◆ **THINGS TO DO**
**a)** Reproduce the passage on Cys-based redox signaling word for word, from "Chemistry and Biology" to "behind redox biology.".
**b)** Carry on the passage on Cys-based redox signaling, starting after its last sentence.

◆ **PROVIDED PASSAGE**
%%
Chemistry and Biology of Cys-based Redox Signaling
Our research is centered around developing chemical tools and methods to investigate Cys-based protein oxidation and regulations. We use various interdisciplinary approaches, including synthetic chemistry, protein biochemistry, molecular biology, cell biology, and mouse studies, to understand the protein chemistry behind redox biology.
1. Protein Glutathionylation in Physiology and Diseases
Our current research focused on the investigation of protein glutathionylation. Glutathionylation is the disulfide bond formation of a protein cysteine residue with intracellular glutathione that forms in response to oxidative stimuli. Many examples highlight the significance of protein glutathionylation in human health and disease.
Chemical Approach to Investigate Protein Glutathionylation
We are developing glutathione-based chemical probes to understand glutathione biology. We have previously developed an approach, called clickable glutathione, that labels glutathione with a clickable group to identify and characterize protein glutathionylation. The clickable group provides a chemical tag that allows for sensitive, selective, and versatile detection of glutathionylation. We are applying our approach for the identification of protein glutathionylation in cellular and mouse models. We also focus on the development of new chemoproteomic methods to study redox-based protein regulation.
%%
◆ **DATA PROVIDED**
%%
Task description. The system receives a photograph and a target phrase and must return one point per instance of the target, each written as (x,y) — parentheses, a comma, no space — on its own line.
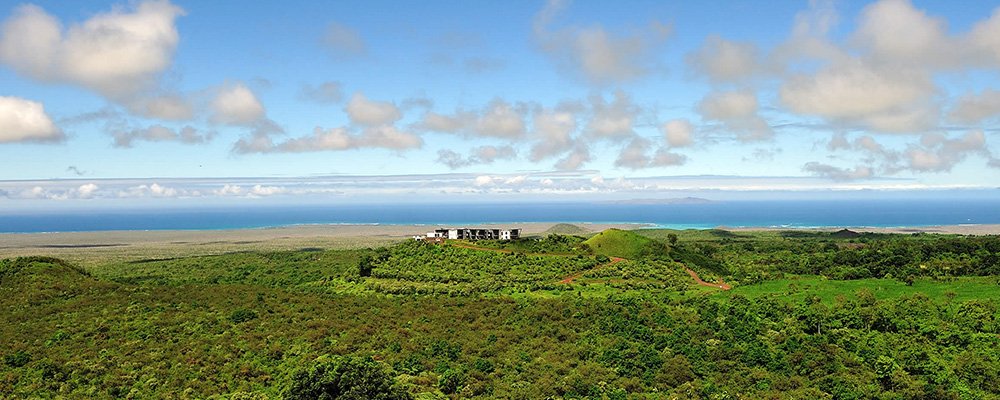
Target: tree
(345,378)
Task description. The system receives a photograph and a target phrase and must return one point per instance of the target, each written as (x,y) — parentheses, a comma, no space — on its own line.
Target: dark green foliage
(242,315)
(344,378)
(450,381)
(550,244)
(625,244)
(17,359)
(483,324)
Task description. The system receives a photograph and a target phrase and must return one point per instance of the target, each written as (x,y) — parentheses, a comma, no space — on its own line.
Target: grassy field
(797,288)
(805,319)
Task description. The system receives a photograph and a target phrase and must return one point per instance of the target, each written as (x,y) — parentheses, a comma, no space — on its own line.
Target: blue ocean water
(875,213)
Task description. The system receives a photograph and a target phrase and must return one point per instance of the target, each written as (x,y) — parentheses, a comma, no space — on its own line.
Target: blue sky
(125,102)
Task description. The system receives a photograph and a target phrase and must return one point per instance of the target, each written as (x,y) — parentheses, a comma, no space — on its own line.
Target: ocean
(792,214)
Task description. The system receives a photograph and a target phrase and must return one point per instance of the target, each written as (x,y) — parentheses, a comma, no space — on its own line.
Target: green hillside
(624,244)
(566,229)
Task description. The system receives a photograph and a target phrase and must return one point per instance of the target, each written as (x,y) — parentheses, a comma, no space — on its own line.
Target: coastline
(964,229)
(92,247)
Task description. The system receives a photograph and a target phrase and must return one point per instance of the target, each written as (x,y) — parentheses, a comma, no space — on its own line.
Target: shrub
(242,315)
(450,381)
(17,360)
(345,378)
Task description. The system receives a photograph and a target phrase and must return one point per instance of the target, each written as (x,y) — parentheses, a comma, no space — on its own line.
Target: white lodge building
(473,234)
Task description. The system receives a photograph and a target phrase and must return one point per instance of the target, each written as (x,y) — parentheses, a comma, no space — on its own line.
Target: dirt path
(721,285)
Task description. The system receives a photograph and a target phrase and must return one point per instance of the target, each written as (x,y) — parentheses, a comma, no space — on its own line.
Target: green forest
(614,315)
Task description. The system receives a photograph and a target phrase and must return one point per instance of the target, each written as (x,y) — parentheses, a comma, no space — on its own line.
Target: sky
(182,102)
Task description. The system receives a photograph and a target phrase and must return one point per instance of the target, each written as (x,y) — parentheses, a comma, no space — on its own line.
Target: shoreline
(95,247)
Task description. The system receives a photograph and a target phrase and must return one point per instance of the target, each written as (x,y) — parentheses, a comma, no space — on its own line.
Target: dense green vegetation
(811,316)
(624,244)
%%
◆ **ANSWERS PROVIDED**
**a)**
Chemistry and Biology of Cys-based Redox Signaling
Our research is centered around developing chemical tools and methods to investigate Cys-based protein oxidation and regulations. We use various interdisciplinary approaches, including synthetic chemistry, protein biochemistry, molecular biology, cell biology, and mouse studies, to understand the protein chemistry behind redox biology.

**b)**
Chemical Proteomics and Bioinformatics for Identification of Protein Glutathionylation
Mass spectrometry-based cysteine profiling is now well-established in identifying functional cysteines in the proteome. We use a chemoproteomic strategy with clickable glutathione to identify and quantify glutathionylation on specific cysteine sites. We analyze proteomic data with MS analysis, bioinformatic analysis, and structural analysis. Bioinformatic analyses identify proteins of biological significance associated with diseases or specific biological processes. Structural analyses provide a molecular hypothesis that proposes functional outcomes upon glutathionylation. Overall, chemoproteomics, bioinformatics, and structural analysis are combined to identify and pinpoint potential biologically or functionally important cysteines susceptible to glutathionylation.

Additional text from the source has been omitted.